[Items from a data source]
>> BEGIN
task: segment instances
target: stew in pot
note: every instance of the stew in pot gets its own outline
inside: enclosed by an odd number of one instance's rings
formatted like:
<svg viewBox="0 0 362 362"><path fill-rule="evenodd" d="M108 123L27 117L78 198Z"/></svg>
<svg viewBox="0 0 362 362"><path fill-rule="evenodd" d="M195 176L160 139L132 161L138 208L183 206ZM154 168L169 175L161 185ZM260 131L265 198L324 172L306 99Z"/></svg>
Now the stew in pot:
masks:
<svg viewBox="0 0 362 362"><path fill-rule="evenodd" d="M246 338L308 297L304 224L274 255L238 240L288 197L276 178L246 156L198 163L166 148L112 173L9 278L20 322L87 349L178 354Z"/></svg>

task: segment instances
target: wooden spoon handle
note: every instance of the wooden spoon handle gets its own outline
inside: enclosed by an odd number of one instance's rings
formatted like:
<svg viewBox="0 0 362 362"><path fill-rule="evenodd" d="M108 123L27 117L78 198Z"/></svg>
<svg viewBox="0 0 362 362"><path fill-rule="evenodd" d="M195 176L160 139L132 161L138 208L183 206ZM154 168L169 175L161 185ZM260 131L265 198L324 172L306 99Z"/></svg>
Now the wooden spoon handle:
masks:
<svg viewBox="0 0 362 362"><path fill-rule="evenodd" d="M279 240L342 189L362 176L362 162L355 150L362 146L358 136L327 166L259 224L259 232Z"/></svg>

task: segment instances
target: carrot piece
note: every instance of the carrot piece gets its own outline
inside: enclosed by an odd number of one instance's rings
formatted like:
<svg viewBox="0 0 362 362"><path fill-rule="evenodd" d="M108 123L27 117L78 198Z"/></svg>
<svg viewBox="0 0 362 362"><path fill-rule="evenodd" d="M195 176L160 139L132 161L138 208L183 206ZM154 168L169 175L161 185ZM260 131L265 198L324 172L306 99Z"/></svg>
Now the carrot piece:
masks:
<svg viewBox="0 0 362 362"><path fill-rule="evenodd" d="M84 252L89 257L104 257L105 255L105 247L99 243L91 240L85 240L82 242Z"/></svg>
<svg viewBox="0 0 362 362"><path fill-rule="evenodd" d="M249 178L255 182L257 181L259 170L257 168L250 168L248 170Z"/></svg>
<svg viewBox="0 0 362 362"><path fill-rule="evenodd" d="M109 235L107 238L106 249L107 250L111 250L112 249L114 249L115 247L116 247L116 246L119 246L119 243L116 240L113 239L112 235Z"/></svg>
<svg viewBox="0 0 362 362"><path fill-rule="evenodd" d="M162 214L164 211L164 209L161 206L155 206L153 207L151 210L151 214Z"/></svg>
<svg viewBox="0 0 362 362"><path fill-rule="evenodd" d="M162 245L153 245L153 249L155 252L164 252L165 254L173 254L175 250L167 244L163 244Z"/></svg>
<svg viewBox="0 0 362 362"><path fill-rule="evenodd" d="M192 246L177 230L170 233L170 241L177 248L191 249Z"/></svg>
>> END
:: What the task asks ::
Express each line of the records above as a string in a JSON list, one string per line, leaving out blank lines.

:: Answer in full ::
[
  "task: segment instances",
  "target: stew in pot",
  "note: every instance of the stew in pot gets its own outline",
  "inside: enclosed by an odd number of one instance's rings",
  "formatted like:",
  "<svg viewBox=\"0 0 362 362\"><path fill-rule=\"evenodd\" d=\"M108 123L27 117L78 198Z\"/></svg>",
  "<svg viewBox=\"0 0 362 362\"><path fill-rule=\"evenodd\" d=\"M195 176L160 139L132 161L138 208L183 206ZM154 168L169 175L161 185ZM260 131L265 198L324 172L306 99Z\"/></svg>",
  "Now the stew in pot:",
  "masks:",
  "<svg viewBox=\"0 0 362 362\"><path fill-rule=\"evenodd\" d=\"M246 338L308 297L304 224L274 255L238 240L288 197L276 178L246 156L198 163L166 148L112 173L9 278L20 322L87 349L178 354Z\"/></svg>",
  "task: segment instances",
  "target: wooden spoon handle",
  "note: every instance of the wooden spoon handle gets its own outline",
  "inside: enclosed by an odd number of one instance's rings",
  "formatted like:",
  "<svg viewBox=\"0 0 362 362\"><path fill-rule=\"evenodd\" d=\"M108 123L27 117L78 198Z\"/></svg>",
  "<svg viewBox=\"0 0 362 362\"><path fill-rule=\"evenodd\" d=\"M195 176L160 139L132 161L138 208L183 206ZM154 168L169 175L161 185ZM260 131L265 198L324 172L306 99Z\"/></svg>",
  "Now the wooden spoon handle:",
  "masks:",
  "<svg viewBox=\"0 0 362 362\"><path fill-rule=\"evenodd\" d=\"M279 240L342 189L362 176L362 162L355 150L362 146L358 136L327 166L259 224L259 232Z\"/></svg>",
  "task: segment instances",
  "target: carrot piece",
  "note: every instance of the carrot piece gets its own outline",
  "inside: enclosed by an odd number of one instance's rings",
  "formatted like:",
  "<svg viewBox=\"0 0 362 362\"><path fill-rule=\"evenodd\" d=\"M108 123L27 117L78 198Z\"/></svg>",
  "<svg viewBox=\"0 0 362 362\"><path fill-rule=\"evenodd\" d=\"M195 176L160 139L132 161L138 208L183 206ZM154 168L169 175L161 185ZM260 131L265 198L324 172L306 99Z\"/></svg>",
  "Now the carrot piece:",
  "masks:",
  "<svg viewBox=\"0 0 362 362\"><path fill-rule=\"evenodd\" d=\"M84 252L89 257L104 257L105 255L105 247L99 243L91 240L85 240L82 242Z\"/></svg>",
  "<svg viewBox=\"0 0 362 362\"><path fill-rule=\"evenodd\" d=\"M249 178L255 182L257 181L259 170L257 168L250 168L248 170Z\"/></svg>",
  "<svg viewBox=\"0 0 362 362\"><path fill-rule=\"evenodd\" d=\"M109 235L107 238L106 249L107 250L111 250L112 249L114 249L115 247L116 247L116 246L119 246L119 243L116 240L113 239L112 235Z\"/></svg>",
  "<svg viewBox=\"0 0 362 362\"><path fill-rule=\"evenodd\" d=\"M162 214L164 211L164 209L161 206L155 206L153 207L151 210L151 214Z\"/></svg>",
  "<svg viewBox=\"0 0 362 362\"><path fill-rule=\"evenodd\" d=\"M162 245L153 245L153 249L155 252L164 252L165 254L173 254L175 250L167 244L163 244Z\"/></svg>",
  "<svg viewBox=\"0 0 362 362\"><path fill-rule=\"evenodd\" d=\"M192 246L177 230L170 233L170 241L177 248L191 249Z\"/></svg>"
]